[Task objective] Print every record exactly as it appears. Leave the pictures out.

[Data records]

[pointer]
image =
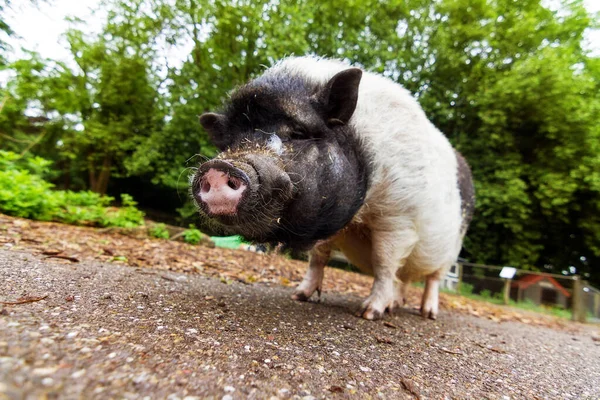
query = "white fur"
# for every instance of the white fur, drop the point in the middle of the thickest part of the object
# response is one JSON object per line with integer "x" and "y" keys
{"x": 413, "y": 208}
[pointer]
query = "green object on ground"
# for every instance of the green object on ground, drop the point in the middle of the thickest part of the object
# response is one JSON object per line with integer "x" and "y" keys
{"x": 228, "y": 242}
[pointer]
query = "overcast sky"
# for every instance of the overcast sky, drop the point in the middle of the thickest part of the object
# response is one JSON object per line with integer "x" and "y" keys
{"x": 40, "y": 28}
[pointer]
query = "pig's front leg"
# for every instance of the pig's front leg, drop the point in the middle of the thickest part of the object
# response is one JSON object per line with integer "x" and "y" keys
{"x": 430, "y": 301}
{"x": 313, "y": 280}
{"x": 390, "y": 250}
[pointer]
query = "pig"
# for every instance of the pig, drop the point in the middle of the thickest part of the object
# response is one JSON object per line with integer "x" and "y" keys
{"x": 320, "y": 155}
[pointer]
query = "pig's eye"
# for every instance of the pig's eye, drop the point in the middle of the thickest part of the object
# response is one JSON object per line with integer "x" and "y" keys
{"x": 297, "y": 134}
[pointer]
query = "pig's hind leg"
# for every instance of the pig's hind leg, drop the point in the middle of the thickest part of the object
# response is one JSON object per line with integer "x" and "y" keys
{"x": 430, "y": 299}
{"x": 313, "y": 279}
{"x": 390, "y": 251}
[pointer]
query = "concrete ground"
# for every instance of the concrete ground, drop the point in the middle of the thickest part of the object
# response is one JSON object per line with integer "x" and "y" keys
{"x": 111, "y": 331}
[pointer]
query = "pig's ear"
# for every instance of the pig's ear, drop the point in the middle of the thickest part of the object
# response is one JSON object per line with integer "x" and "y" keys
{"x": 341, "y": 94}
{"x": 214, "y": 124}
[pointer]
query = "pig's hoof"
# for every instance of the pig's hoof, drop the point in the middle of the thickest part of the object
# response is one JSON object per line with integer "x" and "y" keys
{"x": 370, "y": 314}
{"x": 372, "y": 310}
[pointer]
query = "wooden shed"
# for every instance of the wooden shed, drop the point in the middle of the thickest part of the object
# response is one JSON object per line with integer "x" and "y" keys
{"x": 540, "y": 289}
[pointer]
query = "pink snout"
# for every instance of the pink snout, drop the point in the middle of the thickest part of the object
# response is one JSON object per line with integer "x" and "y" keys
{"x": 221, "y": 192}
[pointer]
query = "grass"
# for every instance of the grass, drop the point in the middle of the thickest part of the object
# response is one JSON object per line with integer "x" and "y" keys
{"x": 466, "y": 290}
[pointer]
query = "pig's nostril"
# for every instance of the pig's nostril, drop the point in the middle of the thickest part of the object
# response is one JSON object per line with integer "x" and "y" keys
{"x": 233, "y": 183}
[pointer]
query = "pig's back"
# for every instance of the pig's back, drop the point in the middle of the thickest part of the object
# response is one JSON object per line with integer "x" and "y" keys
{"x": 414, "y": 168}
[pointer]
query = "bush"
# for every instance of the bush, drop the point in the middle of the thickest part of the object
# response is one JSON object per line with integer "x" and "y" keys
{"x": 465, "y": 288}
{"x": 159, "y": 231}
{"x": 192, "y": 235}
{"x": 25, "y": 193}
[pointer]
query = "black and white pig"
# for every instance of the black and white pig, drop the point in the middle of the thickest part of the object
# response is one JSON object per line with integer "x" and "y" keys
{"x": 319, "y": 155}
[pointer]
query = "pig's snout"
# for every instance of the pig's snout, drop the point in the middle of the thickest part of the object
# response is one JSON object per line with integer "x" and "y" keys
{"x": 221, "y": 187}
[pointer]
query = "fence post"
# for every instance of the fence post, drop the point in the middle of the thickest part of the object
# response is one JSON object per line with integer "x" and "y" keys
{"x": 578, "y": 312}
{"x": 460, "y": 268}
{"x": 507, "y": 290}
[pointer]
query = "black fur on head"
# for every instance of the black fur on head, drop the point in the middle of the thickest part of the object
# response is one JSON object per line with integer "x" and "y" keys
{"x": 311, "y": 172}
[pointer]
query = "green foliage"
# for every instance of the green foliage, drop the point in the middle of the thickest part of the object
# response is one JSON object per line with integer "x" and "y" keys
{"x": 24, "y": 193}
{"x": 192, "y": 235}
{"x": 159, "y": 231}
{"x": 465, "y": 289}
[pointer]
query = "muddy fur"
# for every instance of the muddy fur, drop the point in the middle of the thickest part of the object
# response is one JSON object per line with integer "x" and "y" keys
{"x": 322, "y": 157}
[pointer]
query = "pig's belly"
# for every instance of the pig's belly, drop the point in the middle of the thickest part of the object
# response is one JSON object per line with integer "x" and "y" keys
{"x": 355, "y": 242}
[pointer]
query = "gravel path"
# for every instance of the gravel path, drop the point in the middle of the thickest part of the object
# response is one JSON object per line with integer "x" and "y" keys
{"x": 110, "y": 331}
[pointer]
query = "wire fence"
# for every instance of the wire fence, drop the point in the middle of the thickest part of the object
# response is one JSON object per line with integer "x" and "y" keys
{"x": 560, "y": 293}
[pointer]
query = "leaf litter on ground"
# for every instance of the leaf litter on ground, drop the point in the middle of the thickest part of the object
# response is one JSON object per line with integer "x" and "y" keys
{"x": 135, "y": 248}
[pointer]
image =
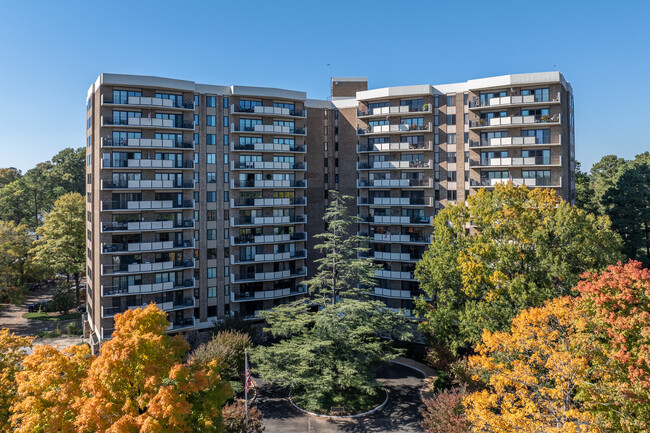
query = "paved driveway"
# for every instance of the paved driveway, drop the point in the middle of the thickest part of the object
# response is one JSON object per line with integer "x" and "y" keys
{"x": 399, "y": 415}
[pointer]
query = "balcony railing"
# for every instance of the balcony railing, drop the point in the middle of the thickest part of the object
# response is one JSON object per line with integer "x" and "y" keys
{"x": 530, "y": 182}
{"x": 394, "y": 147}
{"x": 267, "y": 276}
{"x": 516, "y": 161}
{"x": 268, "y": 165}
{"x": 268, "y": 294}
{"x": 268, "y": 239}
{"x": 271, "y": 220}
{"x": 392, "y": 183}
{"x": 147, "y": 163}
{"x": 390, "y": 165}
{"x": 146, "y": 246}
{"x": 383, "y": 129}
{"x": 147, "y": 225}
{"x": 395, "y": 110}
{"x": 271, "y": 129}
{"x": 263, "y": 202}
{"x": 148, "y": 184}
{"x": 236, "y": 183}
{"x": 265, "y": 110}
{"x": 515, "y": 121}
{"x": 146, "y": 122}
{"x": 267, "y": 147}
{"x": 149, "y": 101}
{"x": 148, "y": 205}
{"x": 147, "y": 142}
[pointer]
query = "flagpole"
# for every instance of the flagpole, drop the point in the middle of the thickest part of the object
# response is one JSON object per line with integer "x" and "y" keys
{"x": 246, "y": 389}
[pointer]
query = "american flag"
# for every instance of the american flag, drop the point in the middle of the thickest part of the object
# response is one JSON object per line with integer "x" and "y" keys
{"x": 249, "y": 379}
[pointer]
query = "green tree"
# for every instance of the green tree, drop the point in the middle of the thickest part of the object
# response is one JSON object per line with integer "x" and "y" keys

[Response]
[pointer]
image =
query = "white fur"
# for every instance of the white fur, drop the point in the middle of the thickest part of the object
# response is one JSON object per line with integer "x" and "y" keys
{"x": 413, "y": 208}
[pointer]
query = "green object on ground"
# for every instance of the green object on ground, drop the point in the middle of the thickest part of the object
# response is one JSON object per line with integer "x" and "y" keys
{"x": 228, "y": 242}
[pointer]
query = "overcast sky"
# for every instance of the overcast sky, drop the point in the middle of the thickest part of the object
# response is one JSON object per line with integer "x" and "y" keys
{"x": 40, "y": 28}
[pointer]
query = "pig's front leg"
# for every instance of the pig's front leg, drop the point in the middle of the thickest part of the object
# response is one JSON object per line with integer "x" and "y" keys
{"x": 430, "y": 301}
{"x": 313, "y": 280}
{"x": 390, "y": 250}
[pointer]
query = "pig"
# for every instance of the pig, drop the point in the middle of the thickest part of the object
# response is one JSON object per line with integer "x" and "y" keys
{"x": 320, "y": 155}
[pointer]
query = "pig's eye"
# for every instance of the pig's eye, drop the point in the middle of the thickest part of the object
# response is one JSON object per line with integer "x" and "y" keys
{"x": 297, "y": 134}
[pointer]
query = "pig's hind leg"
# for every instance of the pig's hind leg, drop the point in the middle of the thickest part of the object
# response is one JSON object per line with integer "x" and "y" keys
{"x": 430, "y": 299}
{"x": 313, "y": 279}
{"x": 390, "y": 251}
[pointer]
query = "concrete ground"
# for every instance of the concrete ground, drop the point in the middle of the thickest part of the object
# response is one JSON object per line with integer "x" and "y" keys
{"x": 111, "y": 331}
[pointer]
query = "pig's ear"
# for every instance of the pig's ear, drop the point in the middle of the thickest part of the object
# response is one JSON object per line with integer "x" and "y" keys
{"x": 341, "y": 94}
{"x": 214, "y": 124}
[pointer]
query = "pig's hoof"
# for every instance of the pig's hoof, drop the point in the middle of the thickest part of the object
# response is one JSON object per line with integer "x" and "y" keys
{"x": 370, "y": 314}
{"x": 372, "y": 310}
[pointer]
query = "wooden shed"
# for every instance of the wooden shed, drop the point in the middle of the thickest part of the object
# response is one JSON object per line with integer "x" and "y" keys
{"x": 540, "y": 289}
[pointer]
query = "pink snout"
# for every instance of the pink snout, drop the point in the middle of the thickest part of the object
# response is one JSON object per line with integer "x" and "y" keys
{"x": 221, "y": 192}
[pointer]
query = "grass"
# for every instance of the grass, drop the point in the middle of the thickest part of the object
# response is one JSON object per line with integer "x" and "y" keys
{"x": 466, "y": 290}
[pointer]
query = "pig's nostril"
# for every instance of the pig's nostril, drop the point in the middle of the thickest part of the object
# response is one JSON object per line with integer "x" and "y" keys
{"x": 233, "y": 183}
[pointer]
query = "pig's back"
# for every instance of the pig's back, drop the point in the middle of the thickest part of the object
# response is one JSON object per line with integer "x" and "y" keys
{"x": 414, "y": 168}
[pointer]
query = "bush"
# for every instance of the bush, drop the point in the middle of the thickest part of the object
# response is one JSON object per line with integer "x" and "y" keys
{"x": 465, "y": 288}
{"x": 159, "y": 231}
{"x": 192, "y": 235}
{"x": 25, "y": 193}
[pointer]
query = "black and white pig"
# for every instance of the black and white pig, drop the point in the middle of the thickest part of the object
# response is one JSON object per line with integer "x" and "y" keys
{"x": 319, "y": 155}
[pointer]
query = "pig's snout"
# for every instance of the pig's snout, drop the point in the middle of the thickest part of the object
# response is one JSON object per line with integer "x" and "y" keys
{"x": 221, "y": 187}
[pointer]
query = "fence post"
# for every instance of the fence post, drop the point in the middle of the thickest part of the object
# response is one JSON object per line with integer "x" and "y" keys
{"x": 578, "y": 312}
{"x": 460, "y": 268}
{"x": 507, "y": 290}
[pointer]
query = "black fur on head"
# for every instance of the black fur on head, drop the point in the middle of the thickest part of the object
# response is one JSON object per line with integer "x" and "y" keys
{"x": 311, "y": 172}
[pointer]
query = "green foliage"
# for every instance of the green foliage, drop the point in the middle of the thickest part of the object
# response is one JSON object per line with integer "x" and "y" keys
{"x": 24, "y": 193}
{"x": 192, "y": 235}
{"x": 159, "y": 231}
{"x": 465, "y": 289}
[pointer]
query = "muddy fur"
# for every instance of the muddy fur, drop the point in the middle of the thickest part of the object
# response is one JSON object per line with integer "x" and "y" keys
{"x": 322, "y": 157}
[pointer]
query = "pig's belly"
# for every instance of the pig's belly, drop the point in the middle of the thickest part of the object
# response is one JSON object per line with integer "x" and "y" keys
{"x": 355, "y": 242}
[pointer]
query = "gravel path"
# for every instance of the gravel path, drop the point in the middle of the thickest part of the object
# response is one JSON object per line with integer "x" and "y" keys
{"x": 110, "y": 331}
[pointer]
query = "wire fence"
# for every instance of the wire fence, drop the point in the middle of the thickest part of the object
# response is one JSON object per line with integer "x" and "y" keys
{"x": 560, "y": 293}
[pointer]
query = "leaf litter on ground"
# for every instance of the leaf litter on ground, drop the point in the middle of the thickest part of the object
# response is one JSON object per line with integer "x" and "y" keys
{"x": 135, "y": 248}
[pointer]
image =
query = "paved driveway"
# for every instance of the paved driveway, drop the point in the middle of the thickest part of the object
# response is one JSON object per line with integer "x" and "y" keys
{"x": 399, "y": 415}
[pointer]
query = "balcony railing"
# for every instance of the balcony railing, drop the point in the middle of the thickest part of the object
# response is one JSON object per line with integer "x" and "y" keys
{"x": 530, "y": 182}
{"x": 394, "y": 147}
{"x": 267, "y": 276}
{"x": 516, "y": 161}
{"x": 268, "y": 165}
{"x": 268, "y": 294}
{"x": 268, "y": 239}
{"x": 271, "y": 220}
{"x": 392, "y": 183}
{"x": 147, "y": 163}
{"x": 390, "y": 165}
{"x": 146, "y": 246}
{"x": 383, "y": 129}
{"x": 147, "y": 225}
{"x": 395, "y": 110}
{"x": 271, "y": 129}
{"x": 263, "y": 202}
{"x": 148, "y": 184}
{"x": 236, "y": 183}
{"x": 265, "y": 110}
{"x": 515, "y": 121}
{"x": 146, "y": 122}
{"x": 267, "y": 147}
{"x": 149, "y": 101}
{"x": 148, "y": 205}
{"x": 147, "y": 142}
[pointer]
query = "flagpole"
# for every instance of the flagpole, drop the point in the middle of the thickest part of the object
# response is one JSON object per line with integer "x" and "y" keys
{"x": 246, "y": 389}
[pointer]
query = "american flag"
# for every instance of the american flag, drop the point in the middle of the thickest part of the object
# response is one JSON object per line with integer "x" and "y" keys
{"x": 249, "y": 379}
[pointer]
query = "green tree"
# for every instance of the green tree, drop the point in the middle of the thickest part of the object
# response is one JSON object per line with integer "x" and "y" keys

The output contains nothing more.